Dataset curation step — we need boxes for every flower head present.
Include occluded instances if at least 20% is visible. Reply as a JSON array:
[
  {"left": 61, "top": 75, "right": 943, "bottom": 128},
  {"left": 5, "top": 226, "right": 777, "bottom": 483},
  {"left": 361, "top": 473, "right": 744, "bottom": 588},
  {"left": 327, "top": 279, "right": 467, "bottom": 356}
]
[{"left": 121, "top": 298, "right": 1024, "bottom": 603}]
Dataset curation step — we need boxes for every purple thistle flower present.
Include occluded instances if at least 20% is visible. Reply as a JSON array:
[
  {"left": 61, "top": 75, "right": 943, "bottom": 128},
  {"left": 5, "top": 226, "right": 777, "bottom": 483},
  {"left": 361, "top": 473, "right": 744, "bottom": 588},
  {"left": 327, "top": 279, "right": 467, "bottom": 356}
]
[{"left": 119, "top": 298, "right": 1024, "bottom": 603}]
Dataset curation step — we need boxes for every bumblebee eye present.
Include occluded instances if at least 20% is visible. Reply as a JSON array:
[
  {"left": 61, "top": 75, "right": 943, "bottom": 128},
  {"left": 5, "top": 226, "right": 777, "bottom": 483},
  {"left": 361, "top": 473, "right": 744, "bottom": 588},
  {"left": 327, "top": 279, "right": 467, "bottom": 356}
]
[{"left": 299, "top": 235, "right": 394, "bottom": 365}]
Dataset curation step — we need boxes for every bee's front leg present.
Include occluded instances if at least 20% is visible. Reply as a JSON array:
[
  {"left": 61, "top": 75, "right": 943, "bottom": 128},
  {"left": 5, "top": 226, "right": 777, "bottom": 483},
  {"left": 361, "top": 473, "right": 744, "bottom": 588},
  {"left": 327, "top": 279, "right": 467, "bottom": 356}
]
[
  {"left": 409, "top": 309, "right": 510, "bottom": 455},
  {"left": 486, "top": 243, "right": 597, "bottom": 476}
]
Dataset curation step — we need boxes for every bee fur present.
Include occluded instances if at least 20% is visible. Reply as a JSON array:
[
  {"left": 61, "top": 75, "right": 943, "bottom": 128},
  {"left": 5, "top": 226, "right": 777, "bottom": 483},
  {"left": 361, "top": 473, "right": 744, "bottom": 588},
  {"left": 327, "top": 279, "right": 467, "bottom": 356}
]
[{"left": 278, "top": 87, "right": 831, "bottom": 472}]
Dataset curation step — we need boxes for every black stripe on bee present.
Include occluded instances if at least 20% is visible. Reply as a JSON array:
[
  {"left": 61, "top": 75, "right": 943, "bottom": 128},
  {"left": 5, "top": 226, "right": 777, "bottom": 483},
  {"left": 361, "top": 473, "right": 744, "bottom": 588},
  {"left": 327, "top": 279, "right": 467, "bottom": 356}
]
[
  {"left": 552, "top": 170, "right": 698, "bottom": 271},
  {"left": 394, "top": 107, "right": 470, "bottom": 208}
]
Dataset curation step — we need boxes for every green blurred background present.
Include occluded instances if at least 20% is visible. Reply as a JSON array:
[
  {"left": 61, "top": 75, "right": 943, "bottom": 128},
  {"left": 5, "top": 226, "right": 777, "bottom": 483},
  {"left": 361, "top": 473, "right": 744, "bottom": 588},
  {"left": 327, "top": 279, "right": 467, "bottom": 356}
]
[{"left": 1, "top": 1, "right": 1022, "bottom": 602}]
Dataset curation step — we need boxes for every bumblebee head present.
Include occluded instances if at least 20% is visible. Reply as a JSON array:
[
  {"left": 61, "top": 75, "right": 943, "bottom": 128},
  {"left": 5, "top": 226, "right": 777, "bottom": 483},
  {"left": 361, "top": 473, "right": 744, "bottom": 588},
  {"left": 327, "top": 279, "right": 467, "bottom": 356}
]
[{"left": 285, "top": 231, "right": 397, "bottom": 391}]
----------------
◆ **TO DO**
Would you filter the entries above and keep each line that has the word "step"?

◆ **SOLVED EXERCISE**
Dataset curation step — we need boxes for every flower head present.
Dataset curation step — we need boxes for every purple thistle flower present.
Dataset curation step — we need boxes for every bumblebee eye present.
Dataset curation step — we need boxes for every bee's front leg present.
Dataset curation step — we need boxes for every bee fur present.
Dataset curation step — we need boxes for every black stripe on bee present.
Dataset curation step — we need boxes for every green blurred background present.
Dataset curation step — we need boxes for every bumblebee head present.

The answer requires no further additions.